Suas tarefas ::
(a) Responda com base no texto sobre o programa de ferrovias, uma resposta por linha, marcando-as como (i), (ii) e (iii):
(i) Quem assina a reportagem do GLOBO?
(ii) A quais órgãos o TCU decidiu fazer uma advertência formal?
(iii) Quanto tempo durou a auditoria do tribunal?
(b) Liste todos os órgãos e empresas em que, segundo o texto sobre o programa de ferrovias, o TCU encontrou irregularidades durante a auditoria.
(c) Prossiga com o texto sobre o programa de ferrovias a partir do ponto em que ele termina.

Com muita fanfarra, o governo Dilma anunciou seu novo programa de crescimento, focado nas ferrovias. Mas não atacou o cerne da questão: a estatal Valec, envolta em escândalos de corrupção. Em reportagem de José Casado, o GLOBO mostra como o TCU listou irregularidades no programa de concessão de ferrovias:
Há duas semanas, o Tribunal de Contas da União (TCU) decidiu fazer uma advertência formal à Casa Civil da Presidência da República, ao ministério e à agência de transportes terrestres sobre o bilionário programa de investimentos em ferrovias, apresentado nesta terça-feira pelo governo — o terceiro desde 2007.
“É insuficiente o grau de governança da política pública do ‘Programa de Investimentos em Logística/Ferrovias’” — avisou o tribunal listando irregularidades encontradas durante oito meses de auditoria no ministério, na agência, nas estatais Valec Engenharia e Empresa de Planejamento e Logística, responsáveis pelo plano.
As fragilidades detectadas, acrescentou, “poderão comprometer a viabilidade econômico-financeira do programa — e por consequência a sua efetividade — e das outorgas de concessões, permissões ou autorizações decorrentes. Se traduz, em última análise, em risco de desperdício de recursos e de entraves ao desenvolvimento nacional”.

Dados fornecidos ::
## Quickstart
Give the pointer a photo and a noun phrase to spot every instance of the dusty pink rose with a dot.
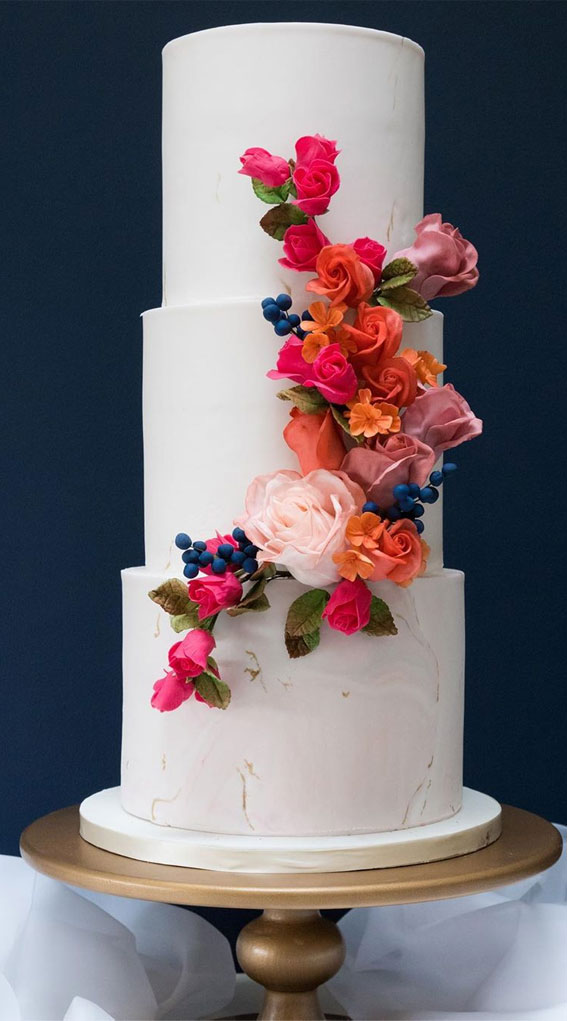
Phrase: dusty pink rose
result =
(445, 260)
(302, 242)
(312, 147)
(441, 419)
(348, 608)
(171, 691)
(372, 253)
(188, 658)
(378, 470)
(330, 373)
(272, 171)
(299, 521)
(316, 184)
(215, 593)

Respostas por tarefa ::
(a)
(i) José Casado.
(ii) À Casa Civil da Presidência da República, ao ministério e à agência de transportes terrestres.
(iii) Oito meses.

(b)
- O ministério
- A agência
- A Valec Engenharia
- A Empresa de Planejamento e Logística

(c)
Ao aprovar essa advertência pública ao governo federal, na segunda-feira, 25 de maio, os ministros do tribunal fizeram questão de registrar em ata um aviso adicional sobre futuras auditorias em concessões ferroviárias: “Na hipótese de permanência do cenário evidenciado, a falta de estudos técnicos e econômicos será levada em consideração quando da fiscalização dos processos de outorgas de concessões, permissões ou autorizações baseados no modelo do ‘PIL/Ferrovias’, e (o TCU) poderá indicar manifestação desfavorável.”
Ou seja, o novo bebê de Rosemary, digo, de Dilma, já nasce doente. É tudo feito nas coxas, meia bomba, para gerar factoides ou para criar novos mecanismos de desvio de recursos públicos, o esporte preferido do PT, pelo que vemos de escândalos nos últimos anos. Os números anunciados são bilionários, sempre de olho na propaganda. Mas falta o mínimo de transparência, de competência e de cuidado do lado estatal.
Em Privatize Já, dediquei um grande capítulo ao setor ferroviário, mostrando como o entrave é justamente a estatal Valec, a presença ainda forte do governo. Segue um trecho:
A história das ferrovias no Brasil começou com Irineu Evangelista de Souza, o Barão de Mauá, empreendedor de visão que conseguiu uma concessão de Dom Pedro II para a construção e exploração do primeiro trecho de interligação ferroviária do país. Isso ocorreu em 1854, e desde então o setor viveu momentos de altos e baixos.
Em 1858 foi inaugurada a segunda estrada de ferro, em Pernambuco, marcando a entrada dos ingleses no setor. A Inglaterra já era palco de acelerado crescimento da malha ferroviária, desde o sucesso comercial da Stockton and Darlington Railway, em 1825. Desde então, ricos investidores foram atraídos ao setor pelos bons dividendos, e passaram a investir pesado em novas linhas. Se em 1830 havia somente 100 milhas de ferrovia no país, em 1860 este número já superava as 10 mil milhas.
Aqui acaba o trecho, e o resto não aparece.